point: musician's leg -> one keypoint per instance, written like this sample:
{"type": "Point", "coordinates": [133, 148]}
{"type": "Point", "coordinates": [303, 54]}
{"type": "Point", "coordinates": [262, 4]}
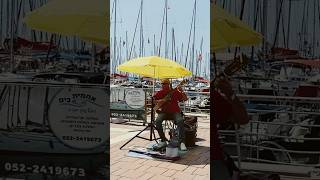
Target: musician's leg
{"type": "Point", "coordinates": [180, 124]}
{"type": "Point", "coordinates": [159, 121]}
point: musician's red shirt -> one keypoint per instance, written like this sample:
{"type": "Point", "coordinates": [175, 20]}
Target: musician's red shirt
{"type": "Point", "coordinates": [170, 106]}
{"type": "Point", "coordinates": [221, 111]}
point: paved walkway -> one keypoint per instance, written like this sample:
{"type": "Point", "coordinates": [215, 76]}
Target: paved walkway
{"type": "Point", "coordinates": [193, 165]}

___

Render every line of the entries above as a Markdown table with the columns Row and Line, numbering the rows in order and omitting blank lines. Leave the pictures out.

| Row | Line |
|---|---|
| 1 | point: musician's leg -> one keypoint per instance, written like this sample: |
| 2 | {"type": "Point", "coordinates": [133, 148]} |
| 3 | {"type": "Point", "coordinates": [303, 54]} |
| 4 | {"type": "Point", "coordinates": [262, 4]} |
| 5 | Target: musician's leg |
| 6 | {"type": "Point", "coordinates": [180, 124]} |
| 7 | {"type": "Point", "coordinates": [159, 121]} |
| 8 | point: musician's red shirt -> one keypoint per instance, written like this sample: |
| 9 | {"type": "Point", "coordinates": [175, 20]} |
| 10 | Target: musician's red shirt |
| 11 | {"type": "Point", "coordinates": [170, 106]} |
| 12 | {"type": "Point", "coordinates": [221, 111]} |
| 13 | point: paved walkway -> one keypoint per instance, written like this sample: |
| 14 | {"type": "Point", "coordinates": [215, 76]} |
| 15 | Target: paved walkway |
| 16 | {"type": "Point", "coordinates": [193, 165]} |